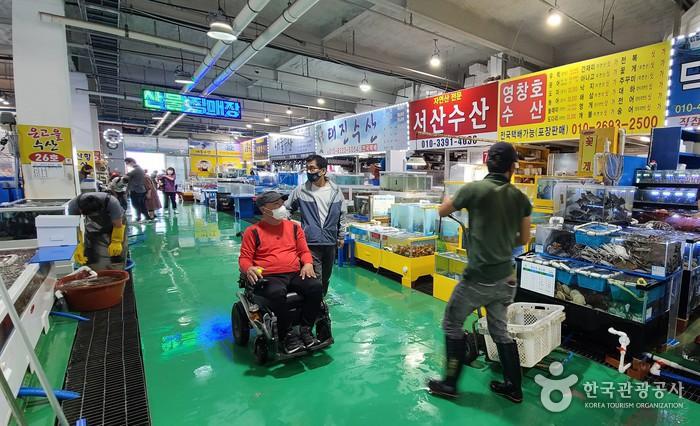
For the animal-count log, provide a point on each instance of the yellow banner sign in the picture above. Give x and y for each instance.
(45, 144)
(624, 90)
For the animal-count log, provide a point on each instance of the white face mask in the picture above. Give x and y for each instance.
(280, 213)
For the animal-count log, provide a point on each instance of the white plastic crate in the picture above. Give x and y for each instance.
(536, 328)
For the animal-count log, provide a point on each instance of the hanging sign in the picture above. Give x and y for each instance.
(468, 113)
(684, 78)
(374, 131)
(624, 90)
(260, 152)
(192, 105)
(293, 144)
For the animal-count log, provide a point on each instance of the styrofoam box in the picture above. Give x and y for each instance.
(57, 230)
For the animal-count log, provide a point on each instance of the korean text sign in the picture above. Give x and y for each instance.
(684, 100)
(44, 145)
(466, 112)
(193, 105)
(292, 144)
(624, 90)
(380, 130)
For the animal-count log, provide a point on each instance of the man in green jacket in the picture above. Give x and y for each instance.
(499, 220)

= = = =

## What you need to do:
All that is wanted is the line with "of the korean" and every later line in the entries, reproduced exactly.

## Answer:
For the animal-count log, provide a point on each instance of the korean text sign in the picture above. Give x and y for each instance.
(684, 100)
(44, 145)
(466, 112)
(193, 105)
(292, 144)
(624, 90)
(380, 130)
For the animal-count log, provide a point on each instance of the man in green jacket in the picture above. Give x and y for each instance.
(499, 220)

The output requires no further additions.